── 本文抜粋
祖母と母が、婿さんに感じている苦情を姉に言うことがあって、
私は姉がかわいそうに思っていた。
「姉が好きで連れてきた人ではないやろ」と言っても、
祖母と母には通じなかった。

私は、寮生活が基本だったので、休日や連休だけ時々家に帰っていた。

姉が一人目の子を妊娠しておなかが目立ってきていたときのこと、
私は休日で家に帰っていたその夜、

父と婿さん二人が晩酌をしていて、
何かの話で喧嘩になりそうになって、二人が立ち上がった。
姉は泣きながら、大きなおなかで二人の仲に割って入って止めていた。

姉は、長女で跡継ぎで婿取り・・家の犠牲だと思った。
姉がかわいそうでならなかった。

自分は、自由な次女で良かったと思っていた。
────
__設問__:
1) 次の(a)〜(c)が本文抜粋の内容と合っているかどうかを「はい」か「いいえ」で答え、判断の根拠となる本文抜粋の語句をそのまま引用してください。(a) 語り手は寮生活が基本で、休日や連休に時々家に帰っていた。(b) 祖母と母は、語り手の言葉を聞いて姉への苦情を言わなくなった。(c) 父と婿さんが喧嘩になりそうになったとき、姉は父の側について婿さんを責めた。
2) 本文抜粋の中で、語り手が「思っていた」「思った」と述べている箇所について、思った内容をすべて挙げてください。
── データ内容
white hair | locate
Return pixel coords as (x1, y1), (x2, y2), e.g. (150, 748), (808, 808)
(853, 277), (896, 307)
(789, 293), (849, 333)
────
__解答__:
1)
(a) はい。「私は、寮生活が基本だったので、休日や連休だけ時々家に帰っていた。」
(b) いいえ。「祖母と母には通じなかった。」
(c) いいえ。「姉は泣きながら、大きなおなかで二人の仲に割って入って止めていた。」

2)
・姉がかわいそう（「私は姉がかわいそうに思っていた。」）
・姉は、長女で跡継ぎで婿取り・・家の犠牲だ（「姉は、長女で跡継ぎで婿取り・・家の犠牲だと思った。」）
・自分は、自由な次女で良かった（「自分は、自由な次女で良かったと思っていた。」）